Textauszug »
· · · · ·

Mythen und Module

Moorlandschaften haben ihren ganz eigenen Charme. © Colin.C.James under cc

Wir brauchen also neue Mythen und Module. Sie können Mythen auch Narrative oder Erzählungen nennen, es sollte darum gehen, dass wir ein gemeinsames Ziel haben, das unsere Bevölkerung verbindet, hinter dem wir stehen und worüber wir diskutieren können, wenigstens ein bisschen. Klima und Umwelt sind offenbar angekommen, dass dies mit Wohlstand kombiniert werden muss wird immer klarer. Wird es das Klima sein, oder gelingt eine Umwelt und Wohlstand Erzählung? Oder wird das Glück noch mit eingewoben? Es bietet sich an, da es sich offensichtlich ergänzt.

Module klingen etwas technischer und sind es im Grunde auch. Dahinter steckt die Idee, dass durchaus weltanschaulich sehr unterschiedliche Kreise, aus ebenfalls unterschiedlichen Gründen, für eine bestimmte Zeit ähnliche oder gleiche Ziele verfolgen können. Ob man den Wald aus Heimatverbundheit, ökologischem Bewusstsein, als Naherholungsgebiet oder Wirtschaftsfaktor schützen möchte, ist eigentlich egal.

Module haben den Vorteil, dass man nationale und internationale Koalitionen für viele weitere Themengebiete knüpfen kann. In Neue Realitäten haben wir vorgestellt was demnächst kommen wird und auch da lassen sich diverse Kräfte und Motive im besten Fall kombinieren. Und es schadet ja nichts, wenn man sich für Cybersicherheit und Privatsphäre zusätzlich einsetzt, während andere sich vornehmlich um das Klima und den Wohlstand kümmern.

· · · · ·

Erfasste Einträge »

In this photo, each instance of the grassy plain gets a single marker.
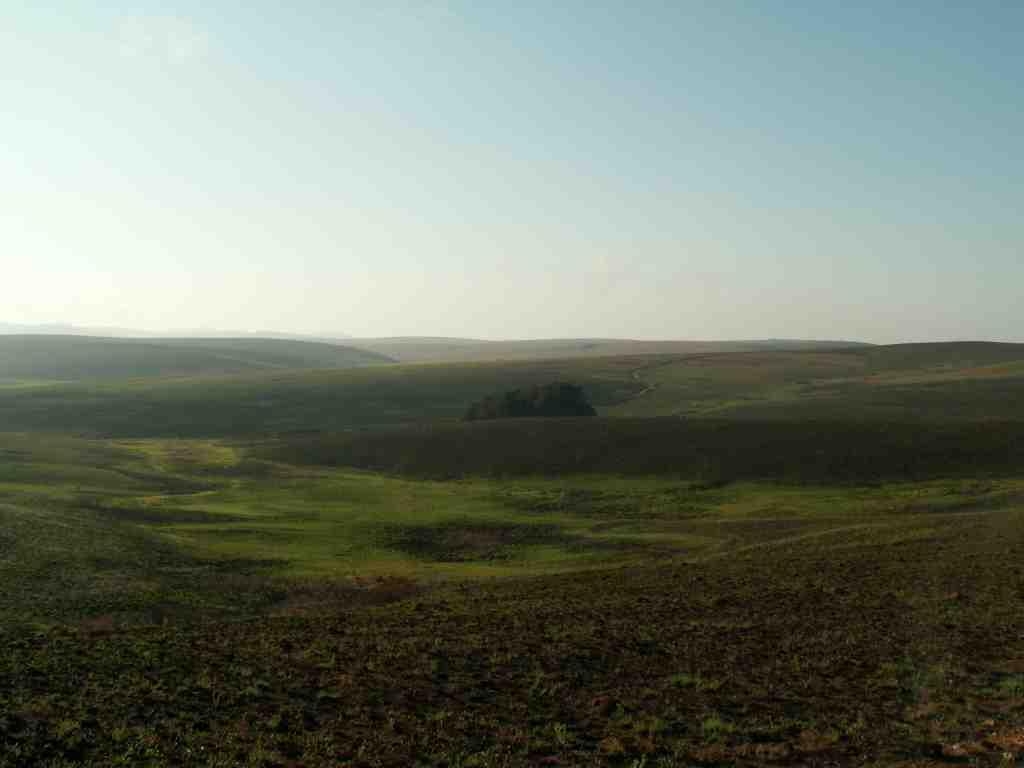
(802, 571)
(66, 358)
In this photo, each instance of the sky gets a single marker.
(655, 170)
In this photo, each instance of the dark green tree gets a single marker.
(558, 399)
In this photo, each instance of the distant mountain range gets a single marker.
(440, 349)
(111, 332)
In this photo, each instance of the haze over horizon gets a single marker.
(664, 171)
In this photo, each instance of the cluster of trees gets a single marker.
(557, 399)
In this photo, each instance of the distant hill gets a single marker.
(426, 349)
(52, 357)
(933, 383)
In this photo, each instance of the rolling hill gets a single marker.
(240, 388)
(426, 349)
(50, 357)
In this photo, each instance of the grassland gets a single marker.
(47, 358)
(313, 568)
(419, 349)
(911, 383)
(653, 622)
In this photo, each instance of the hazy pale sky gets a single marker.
(516, 169)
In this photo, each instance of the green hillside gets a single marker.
(940, 382)
(42, 357)
(417, 349)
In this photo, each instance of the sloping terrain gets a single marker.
(417, 349)
(43, 357)
(926, 383)
(903, 382)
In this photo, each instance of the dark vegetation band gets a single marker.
(704, 450)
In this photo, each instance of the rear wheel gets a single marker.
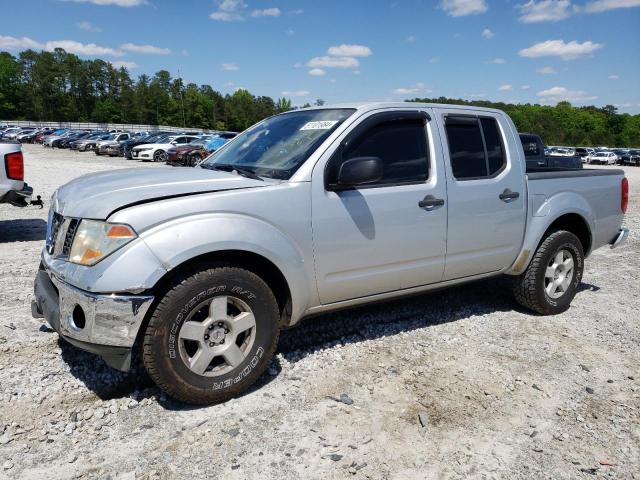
(212, 335)
(551, 280)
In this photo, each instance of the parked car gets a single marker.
(536, 159)
(157, 152)
(604, 158)
(134, 142)
(113, 139)
(584, 152)
(65, 142)
(89, 142)
(632, 157)
(306, 212)
(13, 188)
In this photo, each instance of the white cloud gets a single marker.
(296, 93)
(118, 3)
(604, 5)
(71, 46)
(225, 16)
(462, 8)
(418, 88)
(349, 51)
(88, 49)
(229, 11)
(267, 12)
(547, 71)
(560, 94)
(87, 26)
(146, 49)
(333, 62)
(487, 33)
(558, 48)
(125, 64)
(23, 43)
(544, 11)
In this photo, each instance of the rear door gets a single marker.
(486, 193)
(384, 236)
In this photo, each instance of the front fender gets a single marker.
(182, 239)
(543, 211)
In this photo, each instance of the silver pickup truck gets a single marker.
(306, 212)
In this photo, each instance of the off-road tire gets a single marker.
(528, 288)
(160, 343)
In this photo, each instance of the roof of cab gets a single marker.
(367, 106)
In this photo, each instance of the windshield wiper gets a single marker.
(245, 172)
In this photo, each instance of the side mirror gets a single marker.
(359, 171)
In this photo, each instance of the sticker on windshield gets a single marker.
(324, 125)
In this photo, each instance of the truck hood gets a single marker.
(97, 195)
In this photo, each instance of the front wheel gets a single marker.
(160, 156)
(212, 335)
(551, 280)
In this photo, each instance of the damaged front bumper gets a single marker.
(104, 324)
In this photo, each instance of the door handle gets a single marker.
(430, 202)
(508, 196)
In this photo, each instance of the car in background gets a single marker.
(632, 157)
(584, 152)
(562, 152)
(43, 136)
(64, 142)
(114, 139)
(603, 158)
(89, 142)
(151, 138)
(157, 152)
(537, 160)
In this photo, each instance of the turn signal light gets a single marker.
(14, 166)
(625, 195)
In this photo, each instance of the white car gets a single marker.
(114, 138)
(158, 151)
(605, 158)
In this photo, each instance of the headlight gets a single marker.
(94, 240)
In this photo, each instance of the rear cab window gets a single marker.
(476, 147)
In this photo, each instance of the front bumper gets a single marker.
(620, 238)
(104, 324)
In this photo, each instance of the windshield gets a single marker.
(278, 146)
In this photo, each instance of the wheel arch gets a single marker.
(575, 222)
(248, 260)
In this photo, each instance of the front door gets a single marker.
(380, 237)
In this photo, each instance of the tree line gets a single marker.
(59, 86)
(565, 124)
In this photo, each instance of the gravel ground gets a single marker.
(460, 383)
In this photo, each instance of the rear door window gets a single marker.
(476, 149)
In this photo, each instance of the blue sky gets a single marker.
(538, 51)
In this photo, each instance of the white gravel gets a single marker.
(456, 384)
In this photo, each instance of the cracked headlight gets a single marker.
(95, 240)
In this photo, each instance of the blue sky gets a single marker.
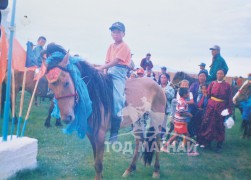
(178, 33)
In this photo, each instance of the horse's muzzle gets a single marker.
(67, 119)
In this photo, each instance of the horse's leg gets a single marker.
(47, 122)
(132, 166)
(233, 111)
(100, 146)
(58, 122)
(36, 104)
(92, 141)
(156, 173)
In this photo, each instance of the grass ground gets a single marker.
(63, 156)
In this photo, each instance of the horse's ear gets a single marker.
(44, 64)
(65, 61)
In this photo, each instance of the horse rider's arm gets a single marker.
(108, 65)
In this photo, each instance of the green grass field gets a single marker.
(63, 156)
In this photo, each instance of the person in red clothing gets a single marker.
(146, 63)
(220, 98)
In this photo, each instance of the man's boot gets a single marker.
(115, 125)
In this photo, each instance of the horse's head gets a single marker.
(178, 77)
(61, 83)
(243, 93)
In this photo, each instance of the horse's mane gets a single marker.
(182, 75)
(100, 89)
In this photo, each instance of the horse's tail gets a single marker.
(149, 146)
(246, 128)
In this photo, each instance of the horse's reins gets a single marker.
(177, 84)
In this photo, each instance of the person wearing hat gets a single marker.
(118, 59)
(202, 68)
(163, 71)
(38, 49)
(140, 72)
(217, 63)
(146, 63)
(196, 90)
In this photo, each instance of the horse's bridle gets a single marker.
(178, 83)
(75, 95)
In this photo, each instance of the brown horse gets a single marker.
(142, 96)
(243, 93)
(179, 76)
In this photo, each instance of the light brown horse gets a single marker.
(142, 96)
(243, 93)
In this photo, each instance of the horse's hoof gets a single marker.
(156, 175)
(148, 164)
(47, 125)
(58, 124)
(126, 173)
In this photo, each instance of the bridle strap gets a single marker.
(66, 96)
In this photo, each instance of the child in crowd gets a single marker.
(180, 119)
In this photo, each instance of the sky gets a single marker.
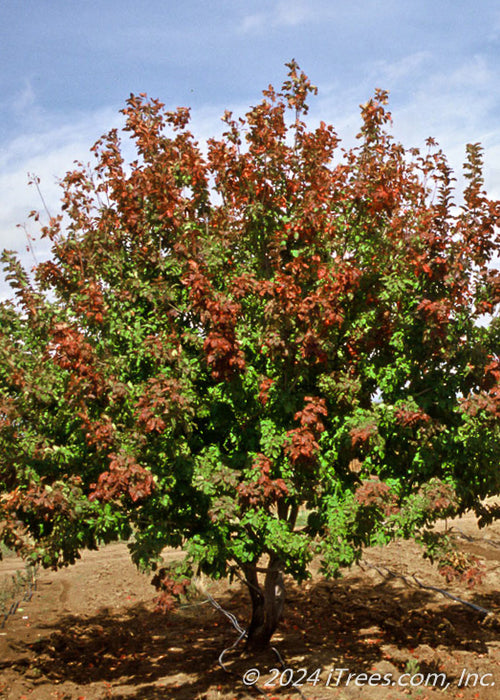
(68, 67)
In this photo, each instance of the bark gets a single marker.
(267, 604)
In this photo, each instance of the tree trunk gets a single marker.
(267, 604)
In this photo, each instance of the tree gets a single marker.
(270, 351)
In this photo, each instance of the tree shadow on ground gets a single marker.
(328, 625)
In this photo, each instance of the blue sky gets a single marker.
(67, 68)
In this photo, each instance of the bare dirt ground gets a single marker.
(91, 632)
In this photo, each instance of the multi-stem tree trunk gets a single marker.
(267, 603)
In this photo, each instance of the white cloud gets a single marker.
(291, 13)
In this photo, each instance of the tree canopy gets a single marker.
(264, 350)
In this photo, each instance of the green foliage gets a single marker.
(217, 339)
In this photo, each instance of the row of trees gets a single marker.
(220, 335)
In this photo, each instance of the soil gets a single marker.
(91, 631)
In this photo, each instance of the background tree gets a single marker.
(220, 337)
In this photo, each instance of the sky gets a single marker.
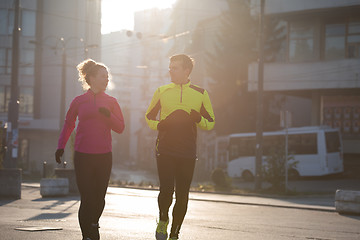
(119, 14)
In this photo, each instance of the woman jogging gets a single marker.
(97, 114)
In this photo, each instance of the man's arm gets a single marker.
(153, 111)
(207, 121)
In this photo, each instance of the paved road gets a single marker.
(131, 214)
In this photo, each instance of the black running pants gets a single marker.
(174, 173)
(92, 177)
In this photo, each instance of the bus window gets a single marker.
(303, 144)
(242, 147)
(270, 143)
(332, 142)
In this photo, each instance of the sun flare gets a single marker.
(117, 14)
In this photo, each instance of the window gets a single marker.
(335, 41)
(2, 99)
(28, 23)
(26, 100)
(2, 60)
(301, 42)
(10, 22)
(27, 61)
(26, 97)
(353, 39)
(3, 21)
(332, 142)
(8, 61)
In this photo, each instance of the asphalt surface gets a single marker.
(34, 217)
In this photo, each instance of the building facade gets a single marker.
(316, 71)
(55, 36)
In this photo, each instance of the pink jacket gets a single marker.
(93, 133)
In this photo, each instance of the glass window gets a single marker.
(26, 100)
(332, 142)
(28, 23)
(10, 22)
(2, 60)
(8, 61)
(354, 27)
(2, 99)
(335, 41)
(353, 39)
(27, 61)
(301, 42)
(3, 21)
(7, 97)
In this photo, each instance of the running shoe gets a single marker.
(161, 230)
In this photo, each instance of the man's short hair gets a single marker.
(187, 62)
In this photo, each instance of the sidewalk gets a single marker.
(323, 202)
(35, 214)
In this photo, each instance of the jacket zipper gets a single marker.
(181, 94)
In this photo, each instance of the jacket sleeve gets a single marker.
(117, 122)
(69, 124)
(207, 114)
(153, 111)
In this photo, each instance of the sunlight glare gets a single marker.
(117, 15)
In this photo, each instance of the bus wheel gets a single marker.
(293, 174)
(247, 176)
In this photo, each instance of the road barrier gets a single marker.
(50, 187)
(347, 201)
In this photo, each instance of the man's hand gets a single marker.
(195, 116)
(163, 125)
(58, 155)
(104, 111)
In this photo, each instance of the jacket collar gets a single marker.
(91, 93)
(183, 85)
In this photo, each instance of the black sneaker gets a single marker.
(94, 231)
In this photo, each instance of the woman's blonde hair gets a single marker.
(89, 68)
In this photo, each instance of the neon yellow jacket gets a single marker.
(174, 102)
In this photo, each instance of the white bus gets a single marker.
(317, 150)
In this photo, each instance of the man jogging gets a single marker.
(182, 106)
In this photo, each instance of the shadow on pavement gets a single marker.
(48, 216)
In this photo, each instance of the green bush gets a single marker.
(220, 179)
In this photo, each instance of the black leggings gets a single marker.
(178, 173)
(92, 177)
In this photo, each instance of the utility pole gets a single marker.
(63, 89)
(13, 110)
(259, 116)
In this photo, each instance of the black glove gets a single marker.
(195, 116)
(58, 155)
(163, 125)
(104, 111)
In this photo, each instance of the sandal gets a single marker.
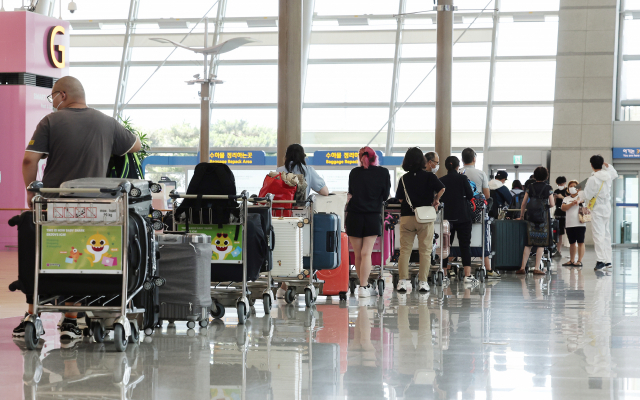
(538, 272)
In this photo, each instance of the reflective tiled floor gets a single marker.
(572, 335)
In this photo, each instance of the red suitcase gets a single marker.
(336, 281)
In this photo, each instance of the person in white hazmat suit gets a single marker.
(599, 186)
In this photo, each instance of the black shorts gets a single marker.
(576, 234)
(364, 225)
(561, 226)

· · · · ·

Aufgaben »
A) Welchen Vorteil haben Module laut dem Text über Mythen und Module?
B) Schreibe den Text über Mythen und Module nach seinem letzten Satz weiter.

Ergebnisse »
A) Mit ihnen kann man nationale und internationale Koalitionen für viele weitere Themengebiete knüpfen.

B)
Noch einmal sei gesagt, dass kaum eines der Themen wirklich neu ist. Ich lese gerade erneut Rüdiger Dahlkes Buch Woran krankt die Welt? Moderne Mythen gefährden unsere Zukunft, das vor 20 Jahren geschrieben wurde und hoch aktuell ist. Beim Blick ins Buch kann man erkennen, dass sich die Themen von damals zu heute gar nicht groß verändert haben, was leider heißt, dass sich in den letzten 20 Jahren auch nicht viel getan hat.

Wen muss man ansprechen und mitnehmen?

Am besten alle, aber es sprechen nicht alle die gleiche Sprache. Der Soziologe Andreas Reckwitz und der Philosoph Jürgen Habermas sind nur zwei prominente Stimmen, die dem Mythos deutlich mehr Rationalität zuschreiben als es gemeinhin getan wird. Mythen bieten Möglichkeiten zur Ausprägung von Rollen bis zum Helden, für die einen. Zu Argumenten, Grafiken und Statistiken finde andere einen besseren Zugang, auch hier besteht keine Not, beides gegeneinander auszuspielen.

Wer zum integralen Bewusstsein durchdringt, kann diese Aufgabe sogar als Herausforderung schätzen und nicht nur die vielen Problembereiche, sondern auch die vielen Lösungsmöglichkeiten kombinieren.

Das oben angesprochene hin und her Geschiebe der Verantwortung kann man insofern durchbrechen, als man alle in ihrer Sprache anspricht. Aber weniger, wie die manchmal peinlichen Versuche einer Werbeagentur, sondern im Rahmen der Erkenntnis, dass Menschen ihre Welt unterschiedlich erleben. Das betrifft nicht nur Phänomene wie Jugendsprache oder Soziolekt, sondern es geht mehr darum, welche Themen, von welcher Gruppe, als wichtig und eher unwichtig angesehen werden und wie diese interpretiert und verarbeitet werden.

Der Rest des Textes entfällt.